## EXTRACT:
[seqfan] Re: A371164 and A106309

[israel at math.ubc.ca]

Yes indeed, that works.  Let M be the companion matrix of the polynomial:

    [ 0 0 0 0 1 ] 
    [ 1 0 0 0 1 ]
M = [ 0 1 0 0 1 ]
    [ 0 0 1 0 1 ]
    [ 0 0 0 1 1 ]

Thus the iteration corresponds to

[ x(i+1), ... , x(i+5)] = [x(i), ..., x(i+4)] M mod p

We can check directly that M^2129 == I mod p, so every initial condition
[x(1), ..., x(5)] produces an orbit that is periodic with period 2129.  
Any smaller minimal period would have to divide 2129, but 2129 is prime,
so the only other possibility is 1, and 1 is not an eigenvalue of M mod p.

This indeed 4259 would satisfy the original definition of A106309 despite
the polynomial not being irreducible mod 4259.

## OBJECTIVE:
Reproduce the part of the companion-matrix post that starts at "[ x(i+1), ... , x(i+5)]" and ends at "with period 2129.", word for word.

## SUPPLIED MATERIAL:
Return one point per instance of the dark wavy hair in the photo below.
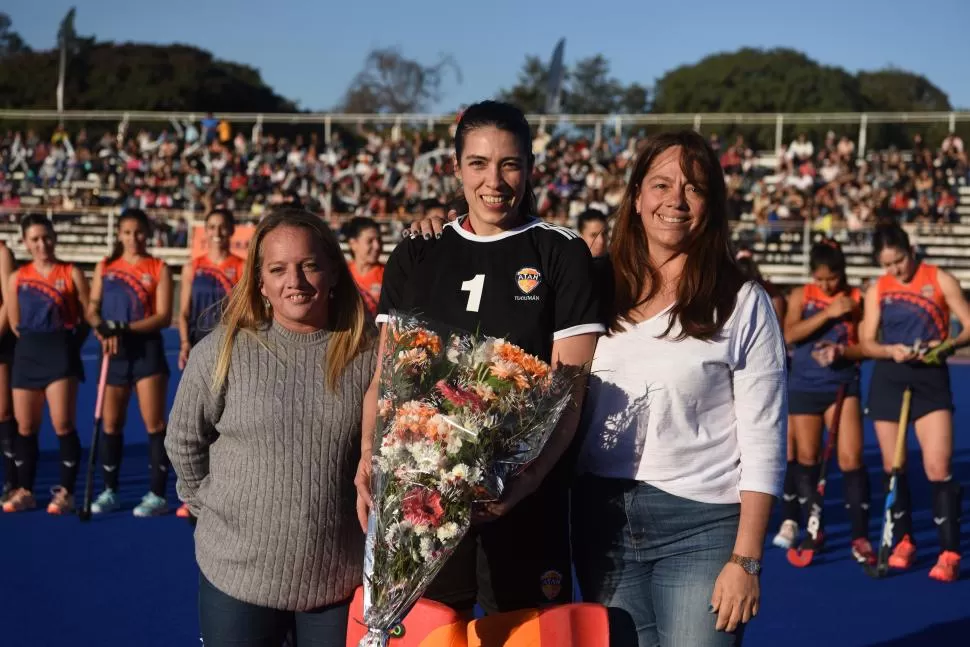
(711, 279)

...

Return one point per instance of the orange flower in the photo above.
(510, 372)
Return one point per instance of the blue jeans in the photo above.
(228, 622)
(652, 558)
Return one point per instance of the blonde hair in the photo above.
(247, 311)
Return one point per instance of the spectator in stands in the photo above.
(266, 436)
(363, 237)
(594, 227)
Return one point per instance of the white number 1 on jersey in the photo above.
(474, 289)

---

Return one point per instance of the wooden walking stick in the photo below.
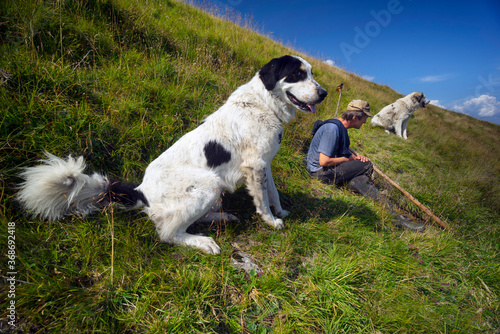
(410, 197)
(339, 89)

## TASK OUTPUT:
[ x(i+1), ... , x(i+5)] = [x(i), ..., x(i+4)] M mod p

We can check directly that M^2129 == I mod p, so every initial condition
[x(1), ..., x(5)] produces an orbit that is periodic with period 2129.